■ Task objective ■
Your task is to repeat, word for word, the line containing "Can you find the person" and all lines that follow it to the end of the material, and no other lines.

■ Given data ■
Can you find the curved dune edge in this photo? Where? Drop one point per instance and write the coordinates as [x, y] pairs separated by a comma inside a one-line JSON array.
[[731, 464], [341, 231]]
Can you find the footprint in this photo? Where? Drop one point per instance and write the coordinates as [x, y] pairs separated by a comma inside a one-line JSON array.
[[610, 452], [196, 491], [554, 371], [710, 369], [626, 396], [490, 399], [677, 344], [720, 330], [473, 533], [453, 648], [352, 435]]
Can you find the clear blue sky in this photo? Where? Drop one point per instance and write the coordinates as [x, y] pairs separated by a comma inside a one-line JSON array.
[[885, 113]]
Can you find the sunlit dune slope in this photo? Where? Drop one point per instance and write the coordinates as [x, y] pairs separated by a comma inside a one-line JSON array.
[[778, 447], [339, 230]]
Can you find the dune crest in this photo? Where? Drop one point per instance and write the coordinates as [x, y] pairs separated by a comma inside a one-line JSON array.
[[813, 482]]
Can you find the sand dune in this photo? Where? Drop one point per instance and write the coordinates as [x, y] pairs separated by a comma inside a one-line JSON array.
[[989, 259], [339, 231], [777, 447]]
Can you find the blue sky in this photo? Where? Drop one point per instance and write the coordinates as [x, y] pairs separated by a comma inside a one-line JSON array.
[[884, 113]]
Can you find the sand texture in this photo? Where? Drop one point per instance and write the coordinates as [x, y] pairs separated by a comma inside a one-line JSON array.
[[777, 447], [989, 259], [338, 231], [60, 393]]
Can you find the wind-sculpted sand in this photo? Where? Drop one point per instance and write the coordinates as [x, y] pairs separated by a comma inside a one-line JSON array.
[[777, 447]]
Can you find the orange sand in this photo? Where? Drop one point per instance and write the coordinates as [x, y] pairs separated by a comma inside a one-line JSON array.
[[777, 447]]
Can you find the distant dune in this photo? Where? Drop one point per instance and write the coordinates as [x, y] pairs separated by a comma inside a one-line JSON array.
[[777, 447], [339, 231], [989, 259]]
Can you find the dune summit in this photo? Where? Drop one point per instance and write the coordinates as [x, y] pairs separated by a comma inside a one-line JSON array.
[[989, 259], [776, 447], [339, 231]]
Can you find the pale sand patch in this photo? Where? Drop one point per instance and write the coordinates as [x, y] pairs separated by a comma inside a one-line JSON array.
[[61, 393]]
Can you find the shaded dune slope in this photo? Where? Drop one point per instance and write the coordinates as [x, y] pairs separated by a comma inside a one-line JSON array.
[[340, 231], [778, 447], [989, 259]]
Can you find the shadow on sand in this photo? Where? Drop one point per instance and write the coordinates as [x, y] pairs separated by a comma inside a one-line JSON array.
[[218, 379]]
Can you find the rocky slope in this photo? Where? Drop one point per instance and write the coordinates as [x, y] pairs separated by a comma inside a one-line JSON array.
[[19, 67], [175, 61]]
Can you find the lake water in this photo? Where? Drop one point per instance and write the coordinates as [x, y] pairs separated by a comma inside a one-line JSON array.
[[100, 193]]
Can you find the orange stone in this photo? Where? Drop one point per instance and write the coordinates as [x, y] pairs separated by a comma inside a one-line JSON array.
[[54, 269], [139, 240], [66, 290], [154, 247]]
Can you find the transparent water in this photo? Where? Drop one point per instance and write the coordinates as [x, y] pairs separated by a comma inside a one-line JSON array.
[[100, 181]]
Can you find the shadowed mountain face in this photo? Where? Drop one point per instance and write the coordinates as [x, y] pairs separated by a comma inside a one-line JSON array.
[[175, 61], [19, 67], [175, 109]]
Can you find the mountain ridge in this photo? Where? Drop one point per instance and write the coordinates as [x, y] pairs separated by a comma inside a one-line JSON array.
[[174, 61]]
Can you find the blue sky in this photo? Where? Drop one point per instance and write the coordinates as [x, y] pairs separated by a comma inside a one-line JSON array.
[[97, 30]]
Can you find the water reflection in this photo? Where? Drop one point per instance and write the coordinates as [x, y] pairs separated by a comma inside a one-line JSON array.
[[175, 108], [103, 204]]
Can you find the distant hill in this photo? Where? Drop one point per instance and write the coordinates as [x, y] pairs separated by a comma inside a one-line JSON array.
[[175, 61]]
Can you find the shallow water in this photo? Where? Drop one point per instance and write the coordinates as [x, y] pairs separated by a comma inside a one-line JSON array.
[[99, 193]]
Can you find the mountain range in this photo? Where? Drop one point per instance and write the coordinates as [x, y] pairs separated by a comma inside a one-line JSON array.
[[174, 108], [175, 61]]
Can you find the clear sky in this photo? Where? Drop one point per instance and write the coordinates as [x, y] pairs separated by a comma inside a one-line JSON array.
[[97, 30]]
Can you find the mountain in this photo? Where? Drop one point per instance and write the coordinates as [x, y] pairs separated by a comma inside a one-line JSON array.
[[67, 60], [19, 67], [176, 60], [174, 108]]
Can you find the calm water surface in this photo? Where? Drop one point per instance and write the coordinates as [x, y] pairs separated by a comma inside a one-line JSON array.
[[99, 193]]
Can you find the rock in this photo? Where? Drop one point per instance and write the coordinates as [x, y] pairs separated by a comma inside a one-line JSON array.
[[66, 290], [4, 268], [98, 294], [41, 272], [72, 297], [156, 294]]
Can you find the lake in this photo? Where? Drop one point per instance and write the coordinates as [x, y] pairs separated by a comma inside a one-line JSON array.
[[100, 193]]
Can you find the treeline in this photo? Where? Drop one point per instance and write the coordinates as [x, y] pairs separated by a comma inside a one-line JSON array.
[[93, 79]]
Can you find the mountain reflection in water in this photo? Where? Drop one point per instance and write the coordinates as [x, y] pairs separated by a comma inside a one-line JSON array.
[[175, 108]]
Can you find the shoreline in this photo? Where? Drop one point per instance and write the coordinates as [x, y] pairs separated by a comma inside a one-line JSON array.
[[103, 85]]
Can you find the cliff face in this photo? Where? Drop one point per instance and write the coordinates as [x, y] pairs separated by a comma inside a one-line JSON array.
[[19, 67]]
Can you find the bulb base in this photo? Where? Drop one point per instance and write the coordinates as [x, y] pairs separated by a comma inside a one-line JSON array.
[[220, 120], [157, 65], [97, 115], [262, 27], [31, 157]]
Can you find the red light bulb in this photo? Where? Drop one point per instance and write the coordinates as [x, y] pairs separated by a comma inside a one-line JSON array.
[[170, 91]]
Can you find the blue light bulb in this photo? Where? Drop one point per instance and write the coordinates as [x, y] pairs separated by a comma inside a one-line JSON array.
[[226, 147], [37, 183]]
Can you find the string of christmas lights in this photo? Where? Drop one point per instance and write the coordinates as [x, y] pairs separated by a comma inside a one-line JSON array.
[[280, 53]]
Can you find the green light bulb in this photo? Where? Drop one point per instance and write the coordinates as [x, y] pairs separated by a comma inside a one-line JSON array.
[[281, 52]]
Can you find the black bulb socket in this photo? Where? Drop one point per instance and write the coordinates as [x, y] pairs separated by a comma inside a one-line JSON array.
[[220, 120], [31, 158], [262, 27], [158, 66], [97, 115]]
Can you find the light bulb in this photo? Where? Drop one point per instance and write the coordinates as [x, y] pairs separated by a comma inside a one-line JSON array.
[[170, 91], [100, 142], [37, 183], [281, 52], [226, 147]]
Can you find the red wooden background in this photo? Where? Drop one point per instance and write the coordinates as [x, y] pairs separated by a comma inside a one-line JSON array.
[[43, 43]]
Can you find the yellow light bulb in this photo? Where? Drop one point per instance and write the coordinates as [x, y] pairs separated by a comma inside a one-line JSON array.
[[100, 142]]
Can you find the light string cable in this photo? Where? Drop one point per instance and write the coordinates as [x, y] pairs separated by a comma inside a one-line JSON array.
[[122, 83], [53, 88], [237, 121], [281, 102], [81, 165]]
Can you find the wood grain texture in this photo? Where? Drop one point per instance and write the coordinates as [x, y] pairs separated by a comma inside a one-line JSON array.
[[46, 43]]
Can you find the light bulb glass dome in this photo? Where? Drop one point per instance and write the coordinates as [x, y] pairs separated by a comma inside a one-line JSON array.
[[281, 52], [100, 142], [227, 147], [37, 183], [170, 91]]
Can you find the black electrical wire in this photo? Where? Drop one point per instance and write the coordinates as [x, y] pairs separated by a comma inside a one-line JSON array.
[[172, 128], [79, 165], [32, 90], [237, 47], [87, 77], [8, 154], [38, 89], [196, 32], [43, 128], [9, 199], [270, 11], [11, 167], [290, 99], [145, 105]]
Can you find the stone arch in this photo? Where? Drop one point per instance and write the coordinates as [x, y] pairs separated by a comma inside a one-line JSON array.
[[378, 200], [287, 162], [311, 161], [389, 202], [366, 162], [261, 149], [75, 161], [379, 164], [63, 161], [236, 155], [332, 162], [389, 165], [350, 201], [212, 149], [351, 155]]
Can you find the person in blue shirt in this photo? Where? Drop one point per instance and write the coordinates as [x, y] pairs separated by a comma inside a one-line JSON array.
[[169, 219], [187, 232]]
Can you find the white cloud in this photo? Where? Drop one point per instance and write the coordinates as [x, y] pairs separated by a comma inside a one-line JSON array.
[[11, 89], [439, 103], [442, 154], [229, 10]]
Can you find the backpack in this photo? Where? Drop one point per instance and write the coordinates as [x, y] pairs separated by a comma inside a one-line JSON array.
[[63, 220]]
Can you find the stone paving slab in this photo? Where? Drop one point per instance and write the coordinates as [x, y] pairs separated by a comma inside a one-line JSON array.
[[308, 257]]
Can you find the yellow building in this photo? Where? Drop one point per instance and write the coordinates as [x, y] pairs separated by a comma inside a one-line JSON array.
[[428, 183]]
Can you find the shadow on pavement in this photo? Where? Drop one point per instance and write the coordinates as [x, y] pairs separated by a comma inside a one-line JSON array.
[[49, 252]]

■ Task output ■
Can you find the person in blue shirt in this photo? Where? Drop one point per instance and write the coordinates as [x, y] pairs separated by a comma inside a one-line JSON array.
[[169, 219], [187, 232]]
Can you find the white cloud in this photo? Where? Drop one point per instance and write the coordinates as [x, y] pairs separated by a comma inside a one-line JSON array.
[[11, 89], [439, 103], [442, 154], [229, 10]]
Can you find the backpack in this photo? Where? Drop one point per instance and write the coordinates as [x, y] pairs separated by a comma inside a one-line JSON array.
[[63, 220]]
Can you find the stone paving slab in this photo? Where? Drop one point per instance and write the coordinates as [x, y] pairs separated by a comma inside a one-line JSON array.
[[308, 257]]
Can you find the yellow building in this photo? Where? Drop one point per instance and write the coordinates as [x, y] pairs separated by a comma inside a one-line JSON array.
[[428, 183]]
Can you find the shadow on pavement in this photo? Where? Drop one point per instance and write the coordinates as [x, y] pairs separated by a comma inside a one-line JSON array.
[[49, 252]]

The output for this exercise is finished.